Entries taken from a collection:
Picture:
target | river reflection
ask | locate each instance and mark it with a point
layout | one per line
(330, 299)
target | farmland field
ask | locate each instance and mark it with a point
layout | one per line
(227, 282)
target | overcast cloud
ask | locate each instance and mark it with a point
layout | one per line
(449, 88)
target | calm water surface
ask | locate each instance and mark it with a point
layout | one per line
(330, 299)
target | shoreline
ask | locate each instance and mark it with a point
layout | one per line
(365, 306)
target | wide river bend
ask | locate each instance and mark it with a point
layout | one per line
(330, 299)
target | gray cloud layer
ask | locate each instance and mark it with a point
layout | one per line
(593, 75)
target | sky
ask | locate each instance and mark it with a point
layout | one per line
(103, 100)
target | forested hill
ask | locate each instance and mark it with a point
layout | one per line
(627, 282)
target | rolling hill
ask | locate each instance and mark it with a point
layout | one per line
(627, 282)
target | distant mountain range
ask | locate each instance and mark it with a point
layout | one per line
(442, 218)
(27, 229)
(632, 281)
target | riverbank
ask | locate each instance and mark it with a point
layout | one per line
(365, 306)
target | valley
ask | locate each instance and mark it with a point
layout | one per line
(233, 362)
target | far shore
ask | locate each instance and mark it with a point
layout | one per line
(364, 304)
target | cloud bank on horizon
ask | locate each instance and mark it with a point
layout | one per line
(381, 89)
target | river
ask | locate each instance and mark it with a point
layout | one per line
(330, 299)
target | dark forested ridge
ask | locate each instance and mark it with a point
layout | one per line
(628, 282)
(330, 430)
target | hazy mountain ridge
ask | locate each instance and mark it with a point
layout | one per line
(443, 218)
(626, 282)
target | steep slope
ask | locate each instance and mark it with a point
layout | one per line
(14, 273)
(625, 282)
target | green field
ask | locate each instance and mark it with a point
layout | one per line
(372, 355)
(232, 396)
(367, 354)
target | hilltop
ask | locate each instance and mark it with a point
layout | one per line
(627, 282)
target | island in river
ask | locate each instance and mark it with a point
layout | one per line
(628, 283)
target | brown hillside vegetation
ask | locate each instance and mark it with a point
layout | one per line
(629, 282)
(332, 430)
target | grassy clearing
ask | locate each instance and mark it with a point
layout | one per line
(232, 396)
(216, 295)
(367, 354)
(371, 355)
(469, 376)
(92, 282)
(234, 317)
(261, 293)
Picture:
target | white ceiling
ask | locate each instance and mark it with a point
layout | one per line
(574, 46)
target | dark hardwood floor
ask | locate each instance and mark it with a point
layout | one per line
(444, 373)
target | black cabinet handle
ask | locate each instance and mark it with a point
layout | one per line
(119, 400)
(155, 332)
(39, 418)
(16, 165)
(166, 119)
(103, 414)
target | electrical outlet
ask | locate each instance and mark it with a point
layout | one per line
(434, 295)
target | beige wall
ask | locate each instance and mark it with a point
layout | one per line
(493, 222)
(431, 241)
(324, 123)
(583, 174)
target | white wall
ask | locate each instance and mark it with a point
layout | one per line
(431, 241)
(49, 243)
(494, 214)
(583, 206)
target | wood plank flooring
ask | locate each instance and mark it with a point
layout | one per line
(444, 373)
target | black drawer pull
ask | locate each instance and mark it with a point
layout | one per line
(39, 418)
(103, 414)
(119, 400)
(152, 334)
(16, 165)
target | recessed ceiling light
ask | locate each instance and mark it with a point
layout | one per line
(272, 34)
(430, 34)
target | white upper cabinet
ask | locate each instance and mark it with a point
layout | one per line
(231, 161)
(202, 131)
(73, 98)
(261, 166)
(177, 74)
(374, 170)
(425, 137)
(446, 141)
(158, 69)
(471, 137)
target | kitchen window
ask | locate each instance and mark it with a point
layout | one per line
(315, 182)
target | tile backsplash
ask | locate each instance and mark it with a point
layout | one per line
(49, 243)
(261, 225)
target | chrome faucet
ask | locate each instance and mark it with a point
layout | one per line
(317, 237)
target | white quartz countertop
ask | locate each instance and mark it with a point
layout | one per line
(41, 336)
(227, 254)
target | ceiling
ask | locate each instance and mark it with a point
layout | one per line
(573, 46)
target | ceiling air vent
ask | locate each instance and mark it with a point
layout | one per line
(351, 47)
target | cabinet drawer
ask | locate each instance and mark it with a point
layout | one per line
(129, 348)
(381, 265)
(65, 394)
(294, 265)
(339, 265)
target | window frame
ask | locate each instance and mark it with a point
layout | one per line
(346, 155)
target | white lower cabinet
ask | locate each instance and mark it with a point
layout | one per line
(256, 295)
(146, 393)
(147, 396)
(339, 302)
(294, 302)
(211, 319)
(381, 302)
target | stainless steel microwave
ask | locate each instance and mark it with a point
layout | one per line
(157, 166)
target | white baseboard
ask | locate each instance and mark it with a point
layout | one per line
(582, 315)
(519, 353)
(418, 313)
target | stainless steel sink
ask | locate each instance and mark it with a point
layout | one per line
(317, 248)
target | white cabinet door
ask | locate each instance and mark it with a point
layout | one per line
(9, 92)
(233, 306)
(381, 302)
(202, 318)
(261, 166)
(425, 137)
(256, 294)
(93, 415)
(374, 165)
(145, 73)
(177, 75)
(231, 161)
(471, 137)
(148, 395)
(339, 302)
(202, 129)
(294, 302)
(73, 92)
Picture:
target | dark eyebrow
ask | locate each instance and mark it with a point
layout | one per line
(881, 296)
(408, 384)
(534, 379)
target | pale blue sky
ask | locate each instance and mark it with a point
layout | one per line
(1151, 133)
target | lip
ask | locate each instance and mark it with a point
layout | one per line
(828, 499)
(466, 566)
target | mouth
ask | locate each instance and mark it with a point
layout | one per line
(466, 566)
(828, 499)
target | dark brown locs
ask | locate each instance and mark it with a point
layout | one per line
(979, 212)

* [What the task requires]
Repeat every entry word for word.

* [Answer to the problem]
Picture:
target | river reflection
ask | locate each instance and mark it with a point
layout | one per line
(330, 299)
target | farmland field
ask | locate each instance and mark it with a point
layout | one per line
(227, 282)
target | overcast cloud
ask | locate each instance and mark it with a point
layout | one per line
(449, 88)
target | calm water surface
ask | locate each instance and mark it with a point
layout | one per line
(330, 299)
target | shoreline
ask | locate each instance and mark it with a point
layout | one per line
(365, 306)
target | wide river bend
ask | locate each instance and mark it with a point
layout | one per line
(330, 299)
target | gray cloud layer
ask | locate each instance and mark it with a point
layout | one per line
(593, 75)
target | sky
ask | locate each instance and mark it with a point
layout | one per line
(103, 100)
target | forested hill
ask | locate each instance and mark it with a point
layout | one per line
(627, 282)
target | rolling hill
ask | locate each instance and mark it with a point
layout | one per line
(627, 282)
target | distant mountain range
ask | locate each instance and mark it with a point
layout | one per line
(442, 218)
(27, 229)
(632, 281)
target | riverbank
ask | locate each instance and mark it with a point
layout | one per line
(365, 306)
target | valley
ask | locate each instance and mark it with a point
layout | one per line
(233, 362)
target | far shore
ask | locate each instance and mark it with a point
layout | one per line
(364, 304)
target | cloud bank on horizon
ask | locate each instance and mark it with a point
layout | one per line
(381, 89)
target | river
ask | locate each instance and mark it with a point
layout | one per line
(330, 299)
target | dark forested ridge
ask | locate each instance and mark it with a point
layout | one per line
(628, 282)
(330, 430)
target | hazy mountain ridge
ask | locate each instance and mark it with a point
layout | one per line
(443, 218)
(626, 282)
target | steep slope
ask | locate each instance and mark it with a point
layout | one per line
(14, 273)
(625, 282)
target | green field
ask | locate each instance and mark it with a point
layout | one per line
(372, 355)
(232, 396)
(367, 354)
target | hilltop
ask | locate each instance and mark it with a point
layout | one per line
(627, 282)
target | island in river
ask | locate each instance and mark it with a point
layout | one per line
(628, 283)
target | brown hillside vegetation
ask | locate each instance and mark it with a point
layout | one per line
(629, 282)
(332, 430)
target | grassy clearing
ask | locate each instance and mark it with a point
layout | one per line
(232, 396)
(216, 295)
(367, 354)
(371, 355)
(469, 376)
(92, 282)
(234, 317)
(261, 293)
Picture:
target | white ceiling
ask | locate each instance and mark it with a point
layout | one per line
(574, 46)
target | dark hardwood floor
ask | locate each instance and mark it with a point
layout | one per line
(444, 373)
target | black cabinet handle
ask | locate each instance and mark it with a point
layout | one per line
(119, 400)
(155, 332)
(39, 418)
(16, 165)
(166, 119)
(103, 414)
target | electrical outlet
ask | locate each instance and mark it with a point
layout | one per line
(434, 295)
target | beige wall
ask | locate each instance and mark it with a point
layout | one per line
(493, 222)
(431, 241)
(324, 123)
(583, 174)
target | white wall
ask | locate each instance and mark it with a point
layout | one per line
(431, 241)
(49, 243)
(494, 214)
(583, 206)
target | wood plank flooring
ask | locate each instance and mark it with a point
layout | one per line
(444, 373)
target | black drawer pull
ask | locate each instance and mark it with a point
layout | one per line
(39, 418)
(103, 414)
(119, 400)
(152, 334)
(16, 165)
target | recessed ceiling light
ask | locate each instance and mark it with a point
layout | one per line
(272, 34)
(430, 34)
target | white upper cabinet
ask | locate each instance and mark it with a point
layout | one per line
(231, 161)
(202, 131)
(73, 98)
(261, 166)
(177, 74)
(374, 170)
(425, 137)
(446, 141)
(158, 69)
(471, 137)
target | kitchen window
ask | locate each instance and mark it with a point
layout | one per line
(315, 182)
target | tile backsplash
ask | locate each instance and mark it with a point
layout | one per line
(49, 243)
(261, 225)
target | chrome faucet
ask | locate each instance and mark it with a point
layout | one per line
(317, 237)
target | white quartz countertop
ask | locate each instance and mark it with a point
layout | one per line
(41, 336)
(227, 254)
target | ceiling
ask | locate each instance and mark it with a point
layout | one per line
(573, 46)
target | ceiling air vent
ask | locate each instance and mark it with a point
layout | one per line
(351, 47)
target | cabinet drawer
ask | locate each instance and mark it with a point
layout | one per line
(129, 348)
(381, 265)
(65, 394)
(294, 265)
(339, 265)
target | window frame
ask | locate each instance and mark it with a point
layout | one per line
(346, 155)
target | white lower cabinet
ask | locate each instance and mark it with a point
layout | one per line
(256, 295)
(146, 393)
(147, 396)
(339, 302)
(294, 302)
(211, 319)
(381, 302)
target | stainless steel microwave
ask | locate each instance and mark it with a point
layout | one per line
(157, 166)
target | white baseboard
ask | locate each instance and mark it with a point
layout | one per line
(582, 315)
(519, 353)
(418, 313)
target | stainless steel sink
ask | locate each instance and mark it with a point
layout | one per line
(317, 248)
target | white cabinet door
ask | locate each instance and mark it with a point
layout | one per line
(9, 92)
(233, 306)
(381, 302)
(202, 318)
(261, 166)
(425, 137)
(256, 294)
(93, 415)
(374, 165)
(145, 73)
(177, 75)
(231, 161)
(471, 137)
(148, 395)
(339, 302)
(202, 129)
(294, 302)
(73, 92)
Picture:
target | dark eyebrow
ask | locate each instance and mark it with a point
layout | one per line
(881, 296)
(408, 384)
(534, 379)
target | pale blue sky
ask | locate each instance and mark it with a point
layout | one per line
(1151, 133)
target | lip
ask | locate each instance and mark it with a point
layout | one per line
(828, 499)
(466, 566)
target | mouth
ask | locate each instance and mark it with a point
layout | one per line
(466, 566)
(828, 499)
target | dark brown locs
ask | locate each instance and mark it with a point
layout | one per line
(979, 212)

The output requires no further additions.